— Start Task input —

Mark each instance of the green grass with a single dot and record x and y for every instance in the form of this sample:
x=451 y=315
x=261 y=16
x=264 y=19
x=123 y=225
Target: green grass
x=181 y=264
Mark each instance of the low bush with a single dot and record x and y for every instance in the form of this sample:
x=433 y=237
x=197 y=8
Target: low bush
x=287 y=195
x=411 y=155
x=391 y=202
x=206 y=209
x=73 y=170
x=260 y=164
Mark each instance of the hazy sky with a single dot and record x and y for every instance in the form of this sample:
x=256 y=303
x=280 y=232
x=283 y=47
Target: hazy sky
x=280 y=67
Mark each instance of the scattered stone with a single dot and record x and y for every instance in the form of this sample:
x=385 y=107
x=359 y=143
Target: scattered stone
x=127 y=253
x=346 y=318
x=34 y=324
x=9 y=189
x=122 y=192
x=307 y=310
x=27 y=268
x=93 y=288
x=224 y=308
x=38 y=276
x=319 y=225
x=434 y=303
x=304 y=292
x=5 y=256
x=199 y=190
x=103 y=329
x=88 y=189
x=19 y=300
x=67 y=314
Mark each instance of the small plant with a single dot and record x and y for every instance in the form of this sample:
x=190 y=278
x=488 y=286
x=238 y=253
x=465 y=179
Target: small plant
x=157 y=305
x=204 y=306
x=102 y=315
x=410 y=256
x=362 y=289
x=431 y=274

— End Task input —

■ **Task**
Rewrite every one of the records above in full, requests included, and adjust each x and y coordinate in the answers by -24. Leave the numbers in the requests and their sample lines as they are.

■ **Solution to this task**
Mark each instance of the green grass with a single dot and record x and y for every instance in the form of this sample:
x=451 y=315
x=261 y=16
x=264 y=19
x=123 y=225
Target: green grass
x=157 y=240
Mark each instance of the low bush with a single dot and record x and y for every instance in the form of this sample:
x=433 y=237
x=197 y=8
Target: low bush
x=263 y=171
x=387 y=131
x=367 y=178
x=182 y=185
x=49 y=146
x=236 y=140
Mark each instance of the hazy sky with a single dot and record x and y for every instance in the form of this sample:
x=256 y=303
x=280 y=232
x=283 y=47
Target: hazy sky
x=256 y=43
Mark each instance of the scattered stone with a single dot and record x and y for every instance in the form of this sample:
x=385 y=107
x=359 y=143
Target: scattered stone
x=103 y=229
x=322 y=294
x=10 y=300
x=-15 y=165
x=98 y=168
x=283 y=286
x=3 y=244
x=69 y=264
x=200 y=284
x=14 y=252
x=295 y=201
x=410 y=279
x=280 y=268
x=-19 y=232
x=175 y=166
x=79 y=305
x=64 y=165
x=-5 y=276
x=43 y=290
Mark each instance of the small plant with a single dot and record x and y for every instance in the form of this sample:
x=190 y=278
x=488 y=286
x=238 y=253
x=465 y=179
Target: small plant
x=133 y=281
x=180 y=282
x=78 y=291
x=386 y=232
x=338 y=265
x=407 y=250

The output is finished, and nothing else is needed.